[Point localization data]
+ + +
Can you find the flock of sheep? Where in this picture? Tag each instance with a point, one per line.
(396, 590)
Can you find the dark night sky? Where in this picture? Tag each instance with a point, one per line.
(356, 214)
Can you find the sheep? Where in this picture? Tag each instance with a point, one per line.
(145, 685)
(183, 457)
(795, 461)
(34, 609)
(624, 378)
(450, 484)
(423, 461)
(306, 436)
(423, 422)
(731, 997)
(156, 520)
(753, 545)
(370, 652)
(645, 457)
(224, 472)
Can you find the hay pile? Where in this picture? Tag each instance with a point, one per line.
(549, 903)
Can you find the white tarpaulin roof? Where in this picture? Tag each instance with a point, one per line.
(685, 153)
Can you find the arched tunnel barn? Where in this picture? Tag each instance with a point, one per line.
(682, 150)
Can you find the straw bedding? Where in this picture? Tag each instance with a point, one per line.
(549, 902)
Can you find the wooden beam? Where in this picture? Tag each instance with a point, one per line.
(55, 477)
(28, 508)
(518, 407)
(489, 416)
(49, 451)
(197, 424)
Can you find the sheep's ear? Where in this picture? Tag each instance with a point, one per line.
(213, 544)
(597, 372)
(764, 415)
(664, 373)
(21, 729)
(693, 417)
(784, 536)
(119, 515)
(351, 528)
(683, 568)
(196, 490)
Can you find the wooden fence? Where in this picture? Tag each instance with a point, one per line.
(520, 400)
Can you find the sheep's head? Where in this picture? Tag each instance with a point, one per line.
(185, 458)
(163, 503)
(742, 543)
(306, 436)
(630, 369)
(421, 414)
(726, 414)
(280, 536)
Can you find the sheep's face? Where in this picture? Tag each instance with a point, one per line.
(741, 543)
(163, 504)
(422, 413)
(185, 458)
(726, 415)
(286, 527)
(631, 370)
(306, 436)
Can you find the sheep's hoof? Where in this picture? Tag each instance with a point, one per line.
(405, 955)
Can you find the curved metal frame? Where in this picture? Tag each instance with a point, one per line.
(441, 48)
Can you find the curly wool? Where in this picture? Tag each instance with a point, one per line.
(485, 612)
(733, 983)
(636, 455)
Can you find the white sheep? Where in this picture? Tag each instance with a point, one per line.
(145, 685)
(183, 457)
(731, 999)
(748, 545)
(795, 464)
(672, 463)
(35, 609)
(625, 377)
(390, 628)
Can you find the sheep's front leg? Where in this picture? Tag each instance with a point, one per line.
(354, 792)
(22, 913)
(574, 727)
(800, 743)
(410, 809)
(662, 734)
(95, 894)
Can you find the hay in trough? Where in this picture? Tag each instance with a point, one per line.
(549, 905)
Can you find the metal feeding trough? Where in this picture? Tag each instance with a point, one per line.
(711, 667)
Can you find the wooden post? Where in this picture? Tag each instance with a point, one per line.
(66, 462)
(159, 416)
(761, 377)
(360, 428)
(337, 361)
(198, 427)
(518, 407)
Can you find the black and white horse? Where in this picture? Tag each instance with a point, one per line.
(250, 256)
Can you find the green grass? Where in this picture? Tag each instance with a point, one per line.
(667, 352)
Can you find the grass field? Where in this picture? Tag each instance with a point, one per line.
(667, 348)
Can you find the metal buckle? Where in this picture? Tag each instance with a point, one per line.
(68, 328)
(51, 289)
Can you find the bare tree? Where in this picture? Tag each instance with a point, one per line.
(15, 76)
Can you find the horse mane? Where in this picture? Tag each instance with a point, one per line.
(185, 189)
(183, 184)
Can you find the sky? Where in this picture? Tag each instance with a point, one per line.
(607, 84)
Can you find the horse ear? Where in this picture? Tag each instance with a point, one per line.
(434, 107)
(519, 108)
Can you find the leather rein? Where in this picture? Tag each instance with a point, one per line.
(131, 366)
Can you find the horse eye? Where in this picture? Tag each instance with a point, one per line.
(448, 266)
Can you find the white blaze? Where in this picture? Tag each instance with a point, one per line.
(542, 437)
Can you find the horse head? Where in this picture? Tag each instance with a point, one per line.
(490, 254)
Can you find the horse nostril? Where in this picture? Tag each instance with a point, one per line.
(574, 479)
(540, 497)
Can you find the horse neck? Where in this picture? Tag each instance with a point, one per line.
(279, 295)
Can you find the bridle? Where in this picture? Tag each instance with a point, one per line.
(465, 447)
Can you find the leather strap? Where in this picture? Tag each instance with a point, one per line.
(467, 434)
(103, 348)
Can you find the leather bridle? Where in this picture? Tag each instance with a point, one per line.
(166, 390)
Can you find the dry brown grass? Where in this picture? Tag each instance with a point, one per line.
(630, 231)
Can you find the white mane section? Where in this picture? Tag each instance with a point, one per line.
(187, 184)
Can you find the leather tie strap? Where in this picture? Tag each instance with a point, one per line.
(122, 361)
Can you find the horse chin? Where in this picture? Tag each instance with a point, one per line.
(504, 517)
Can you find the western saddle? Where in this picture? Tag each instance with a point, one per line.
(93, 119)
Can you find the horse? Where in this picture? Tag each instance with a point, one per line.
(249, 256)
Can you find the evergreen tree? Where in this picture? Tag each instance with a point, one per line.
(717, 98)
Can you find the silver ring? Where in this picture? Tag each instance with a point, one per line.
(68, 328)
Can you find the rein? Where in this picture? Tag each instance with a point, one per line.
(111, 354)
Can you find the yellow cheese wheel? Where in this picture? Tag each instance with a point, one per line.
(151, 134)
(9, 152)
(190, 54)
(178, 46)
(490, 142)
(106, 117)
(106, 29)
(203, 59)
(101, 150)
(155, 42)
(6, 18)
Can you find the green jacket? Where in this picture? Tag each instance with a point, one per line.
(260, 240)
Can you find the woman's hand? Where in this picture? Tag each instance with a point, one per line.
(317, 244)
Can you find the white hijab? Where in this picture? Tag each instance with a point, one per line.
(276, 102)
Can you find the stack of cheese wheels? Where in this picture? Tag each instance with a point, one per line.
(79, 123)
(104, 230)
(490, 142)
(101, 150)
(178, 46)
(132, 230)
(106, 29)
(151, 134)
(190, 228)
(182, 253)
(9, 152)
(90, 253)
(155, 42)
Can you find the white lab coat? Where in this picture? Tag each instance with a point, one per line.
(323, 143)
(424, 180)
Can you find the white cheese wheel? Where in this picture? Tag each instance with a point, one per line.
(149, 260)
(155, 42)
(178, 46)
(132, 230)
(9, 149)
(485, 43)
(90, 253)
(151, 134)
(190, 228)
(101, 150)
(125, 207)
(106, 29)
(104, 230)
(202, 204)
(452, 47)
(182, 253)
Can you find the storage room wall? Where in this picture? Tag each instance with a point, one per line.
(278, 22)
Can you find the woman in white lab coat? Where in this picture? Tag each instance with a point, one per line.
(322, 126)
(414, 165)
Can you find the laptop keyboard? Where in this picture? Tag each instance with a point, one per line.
+ + +
## ASSIGNMENT
All of the data above should be duplicated exactly.

## SOLUTION
Can you find the flock of sheep? Where in this picture? Tag each instance with a point, one per line.
(396, 590)
Can you find the dark night sky? Where in this picture? Tag each instance with a point, one per line.
(356, 214)
Can you find the sheep? Where in this picture? Tag each instance with a point, one per line.
(145, 685)
(183, 457)
(795, 461)
(34, 609)
(624, 378)
(450, 484)
(423, 461)
(306, 436)
(423, 422)
(731, 997)
(156, 520)
(753, 545)
(370, 652)
(645, 457)
(224, 472)
Can you find the hay pile? Where in this picture? Tag each instance with a point, one per line.
(549, 903)
Can you find the white tarpaulin roof? Where in this picture? Tag each instance with a point, one per line.
(685, 153)
Can you find the arched tunnel barn? Where in this picture? Tag each instance with a point, one per line.
(682, 150)
Can you find the straw bedding? Where in this picture? Tag each instance with a point, one per line.
(549, 902)
Can you find the wooden beam? Where in this picture? Tag each instance with a point, one per line.
(55, 477)
(28, 508)
(518, 407)
(489, 416)
(49, 451)
(197, 424)
Can you find the sheep's ear? Where in this picture? Tag each instance with a point, one per line.
(213, 544)
(597, 372)
(764, 415)
(664, 373)
(21, 729)
(693, 417)
(784, 536)
(119, 515)
(351, 528)
(683, 568)
(196, 490)
Can you find the wooden fence? Where in this picture? Tag each instance with a point, one per line.
(520, 400)
Can you find the sheep's head? Where in this picture? Tag each instance with a point, one per line.
(185, 458)
(163, 503)
(742, 543)
(306, 436)
(630, 369)
(421, 414)
(726, 414)
(280, 536)
Can you find the sheep's face? Where in this picture? Tag each instance with a point, one per line.
(741, 543)
(163, 504)
(422, 413)
(185, 458)
(726, 415)
(286, 527)
(631, 370)
(306, 436)
Can you find the sheep's hoof? Where in this picture? Tag each instance with a point, one per line.
(405, 955)
Can you find the curved metal frame? Where in this picture? Tag each instance with a point, one per line.
(441, 48)
Can you find the curly wool? Where in this picture? Tag each instance with a point, one per line.
(485, 612)
(733, 983)
(636, 455)
Can you find the white sheep? Where in this picture? Tag each instance with a point, one per line.
(145, 685)
(183, 457)
(731, 999)
(748, 545)
(795, 464)
(672, 463)
(35, 609)
(625, 377)
(390, 628)
Can you find the sheep's front leg? Where in this picture? Tag each instance with a point, one per line.
(354, 792)
(22, 913)
(574, 727)
(800, 743)
(410, 809)
(662, 734)
(95, 894)
Can you find the hay in trough? Where in this picture? Tag each instance with a point, one per line.
(549, 905)
Can you find the metal feeding trough? Where in this picture? Tag each instance with a point, one per line.
(711, 667)
Can you find the wooden post? Where in this picture? Tag each instance with a point, one per line.
(66, 462)
(159, 416)
(761, 377)
(360, 428)
(337, 361)
(198, 427)
(518, 407)
Can you find the black and white horse? Where in this picture? Tag each instance with a point, one per line.
(250, 256)
Can you find the green grass? Where in this picture? Tag each instance with a point, one per line.
(667, 352)
Can you find the grass field? Where in this picture? Tag each instance with a point, one per line.
(667, 348)
Can you find the metal buckle? Where in this picture? Tag each instance with a point, one per line.
(68, 328)
(51, 289)
Can you find the bare tree? Where in this picture? Tag each instance with a point, one per line.
(15, 76)
Can you find the horse mane? Where in this picture? Tag each instance with a point, one per line.
(185, 189)
(183, 184)
Can you find the sky? Where in this picture? Tag each instance with a point, one per line.
(607, 84)
Can you find the horse ear? Where in this picture? Tag each instance with a point, one per line.
(434, 107)
(519, 108)
Can you find the leather rein? Where in this picture? Tag each instance with a point, one per line.
(131, 366)
Can you find the horse eye? Where in this picture? Tag each instance with a point, one per line.
(448, 266)
Can you find the white blaze? Where in this picture? Tag each instance with a point, one per line.
(542, 437)
Can you find the horse head? Where in this picture? Tag each instance with a point, one per line.
(490, 254)
Can you find the horse nostril? Where in this picture? Tag each instance with a point, one per line.
(574, 479)
(540, 497)
Can you find the horse neck? Where in this picture? Tag each instance with a point, one per line.
(279, 295)
Can you find the bridle? Where in this picture? Tag each instance with a point, one per line.
(465, 447)
Can you find the leather strap? Where in this picture? Tag each instance with a point, one per line.
(467, 434)
(103, 348)
Can you find the leather bridle? Where in this picture? Tag each instance with a point, one per line.
(166, 390)
Can you find the dry brown grass? Where in this picture? Tag each instance with a point, one per line.
(630, 231)
Can you find the white mane section? Where in this picture? Tag each instance with a point, one per line.
(187, 184)
Can you find the leather tie strap? Where in this picture? Tag each instance with a point, one per line.
(122, 361)
Can you find the horse chin? Where in this picture? Tag each instance with a point, one per line.
(504, 517)
Can you find the western saddle? Where in this picture? Tag each instance with a point, one per line.
(93, 119)
Can you find the horse? Where in this picture? Tag each instance with a point, one per line.
(249, 256)
Can you find the evergreen tree? Where in this picture? Tag each instance with a point, one per line.
(717, 98)
Can you find the silver ring? Where in this picture? Tag each instance with a point, one per line.
(68, 328)
Can you find the rein? Where in this picture? Tag each instance with a point, one per line.
(111, 354)
Can you find the yellow cheese wheel? Where in this picture? Tag each instance with a point, one per line.
(151, 134)
(9, 152)
(190, 54)
(178, 46)
(490, 142)
(106, 117)
(106, 29)
(203, 59)
(101, 150)
(155, 42)
(6, 18)
Can you find the green jacket? Where in this picture? Tag each instance with a point, one per line.
(260, 240)
Can you find the woman's hand? Where in this picture? Tag each instance with a point, one per line.
(317, 244)
Can you find the white hijab? Where in this picture? Tag each instance with a point, one per line.
(276, 102)
Can you find the stack of cheese wheels? Where in this picture? Tag each instance with a point, one per line.
(79, 123)
(104, 230)
(490, 142)
(101, 150)
(178, 46)
(132, 230)
(106, 29)
(151, 134)
(190, 228)
(182, 253)
(9, 152)
(90, 253)
(155, 42)
Can you find the white lab coat? Where in this picture? Tag each instance with a point, one per line.
(323, 143)
(424, 180)
Can you find the white cheese wheel? Where in this picture? Tag each instance with a point, one per line.
(149, 260)
(155, 42)
(178, 46)
(132, 230)
(9, 149)
(485, 43)
(90, 253)
(151, 134)
(190, 228)
(101, 150)
(125, 207)
(106, 29)
(104, 230)
(202, 204)
(452, 47)
(182, 253)
Can you find the storage room wall? Where in this picture? Tag each instance with a point, one per line.
(278, 22)
Can you find the woman in white lab coat? Where in this picture? Tag each instance with a point, one per line.
(322, 126)
(414, 165)
Can you find the laptop keyboard? Where in this picture? Tag each instance with a point, one per line.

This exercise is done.